Aim A: In the behavioral design patterns article, which pattern can create clones of Commands for space optimization?
Aim B: Pick up the behavioral design patterns article after its final line and carry it forward.
──────── Provided text
We are now on the last category of the Design Patterns which is the Behavioral Patterns, concluding this series. The “Secrets” of the previous two categories of this series can be found at:

• Creational Patterns
• Structural Patterns

Examples can be found at my Github and as always the catalog would be again structured in:

• When
• Effects
• Relationships

Behavioral Patterns

Chain of Responsibility (Pipeline) - example

When

• A request needs to be handled multiple times.
• The handler of the request are needed to be varied dynamically.
• The handler of the request can be seperated into “steps”.

Effects

• Requests Handlers are transparent to the senders, reducing coupling.
• Adding responsibilty to handling requests are easily extensible.
• Due to the nature of the handlers transparency to the requests, there is no assurance of the request being handled.
• Logical “steps” of handling a request is materialized.

Relationships

• The Pipeline can be structured with the Composite pattern.

Command - example

When

• Request “callback” or action needs be encapsulated.
• A timeline of actions can to be recorded or queued for tracking and deffered performance.
• Reversing or “undo” mechanism for actions is needed.
• Request equates to a transaction.

Effects

• Seperates the logic of handling requests or callbacks from the invoker.
• Commands can be structured into hierarchies which reflects the process flow.

Relationships

• Command hierarchies can be crafted with the Composite pattern.
• Command histories is ecapsulated by the Memento pattern.
• For space optimization, the Prototype pattern can create clones of Commands.

Interpreter - example

When

• Transfroming a language represented by syntax trees.
• The language grammar is simple.
• Efficiency of transforming the language is not the upmost requirment.

Effects

• Simplifies grammar modelling.
• Allows extensions of transforming a language.
• Complex grammar are praticlally unmaintainable, since a rule equates to a class.

Relationships

• The syntax trees of the language is crafted with the Composite pattern.
• Languages often have several instances which can be optimized by the Flyweight pattern.
────────────────
──────── Data shown
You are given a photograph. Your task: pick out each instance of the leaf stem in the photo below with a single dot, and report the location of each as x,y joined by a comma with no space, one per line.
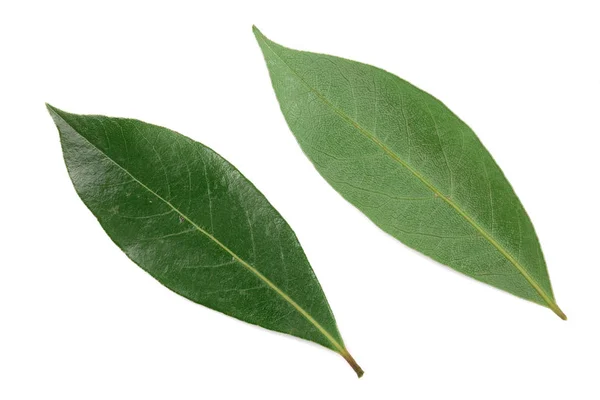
352,363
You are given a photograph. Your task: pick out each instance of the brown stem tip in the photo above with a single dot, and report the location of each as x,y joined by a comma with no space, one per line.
352,363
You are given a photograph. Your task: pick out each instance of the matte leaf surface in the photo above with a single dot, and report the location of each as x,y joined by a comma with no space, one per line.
196,224
411,165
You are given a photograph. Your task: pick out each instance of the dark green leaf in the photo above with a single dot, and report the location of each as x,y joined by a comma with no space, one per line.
196,224
411,165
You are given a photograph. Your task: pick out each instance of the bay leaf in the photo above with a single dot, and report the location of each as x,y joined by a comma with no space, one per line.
191,220
411,165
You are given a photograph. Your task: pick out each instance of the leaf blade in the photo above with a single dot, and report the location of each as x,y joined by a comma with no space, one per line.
348,98
95,150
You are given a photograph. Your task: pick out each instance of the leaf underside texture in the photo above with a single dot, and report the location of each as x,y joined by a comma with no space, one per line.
413,167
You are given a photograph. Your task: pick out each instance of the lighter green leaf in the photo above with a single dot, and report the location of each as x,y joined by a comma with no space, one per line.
411,165
196,224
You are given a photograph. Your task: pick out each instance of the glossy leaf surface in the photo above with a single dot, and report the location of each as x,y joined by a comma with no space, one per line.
411,165
196,224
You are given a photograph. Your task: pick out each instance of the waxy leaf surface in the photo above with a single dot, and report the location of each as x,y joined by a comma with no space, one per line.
411,165
196,224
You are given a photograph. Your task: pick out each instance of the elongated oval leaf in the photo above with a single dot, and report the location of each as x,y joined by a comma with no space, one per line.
196,224
411,165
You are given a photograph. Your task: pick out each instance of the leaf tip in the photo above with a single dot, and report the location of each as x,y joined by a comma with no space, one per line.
559,312
257,33
50,108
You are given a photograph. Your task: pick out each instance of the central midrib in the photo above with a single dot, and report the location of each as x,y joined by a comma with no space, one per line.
553,306
250,268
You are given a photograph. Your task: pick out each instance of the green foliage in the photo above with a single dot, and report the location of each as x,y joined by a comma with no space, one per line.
411,165
196,224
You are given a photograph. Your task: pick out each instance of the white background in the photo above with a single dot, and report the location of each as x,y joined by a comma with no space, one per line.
78,320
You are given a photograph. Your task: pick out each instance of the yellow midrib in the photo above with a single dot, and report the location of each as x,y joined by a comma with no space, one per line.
264,279
551,304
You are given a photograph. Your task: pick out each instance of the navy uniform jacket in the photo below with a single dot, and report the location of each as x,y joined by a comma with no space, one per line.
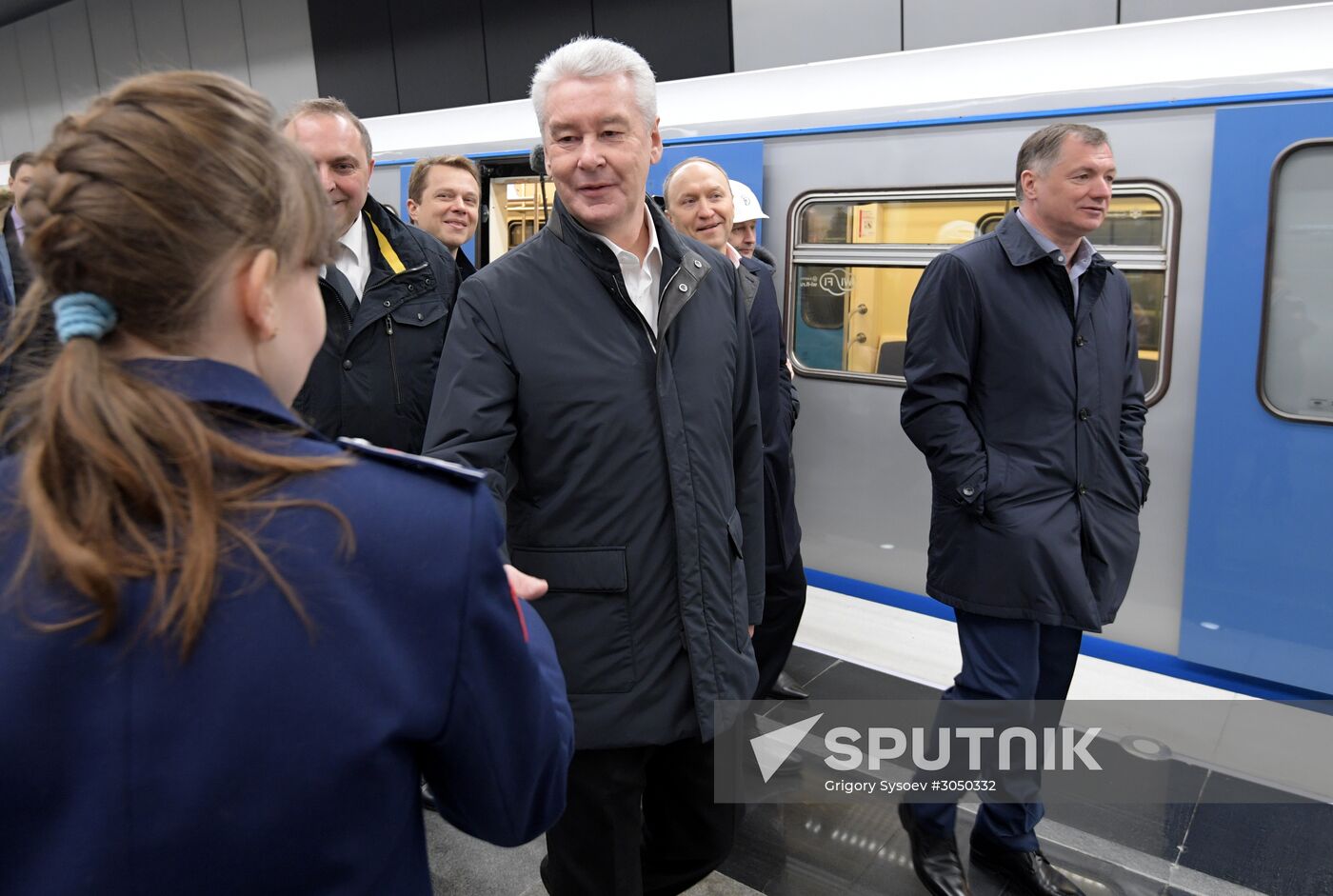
1030,416
280,759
────────────────
Task output A: The Prototype pattern.

Task output B:
• Traversal over the syntax trees can be perfromed by the Iterator pattern.
• Behavior on each node on the sytnax trees can be operated by the Visitor pattern.

Iterator - example

When

• Provide a way to access sensitive data inside aggregates without exposing it.
• Generalizing a pattern for traversing aggregates.
• Supporting multiple traversal techniques.

Effects

• Swapping traversal techniques in aggregates are simpler.
• Aggregates logic are simplified since iteration logic is abstracted out in the Iterator.
• Different iteration techniques can now be done concurrently.

Relationships

• Iterations state can be stored by the Memento pattern.
• The traversing logic can be abstracted with the Template Method pattern.

Mediator - example

When

• Complex interactions happen between several objects.
• Objects cannot be reused due to the said interactions.
• Customizing functionality without much inheritance.

Effects

• Reduces inheritance by localizing behavior.
• Decouples object interaction, allowing it to vary independently.
• Simplifies object interaction, optimally to one-to-many compared to many-to-many interactions.
• Centralizes object interaction, making it complex and monolithic.

Relationships

• The Mediator pattern is often compared to the Facade pattern, Facade encapsulates subsystems while Mediator encapsulates object communiation.
• Objects can communicate with the Mediator using the Observer pattern.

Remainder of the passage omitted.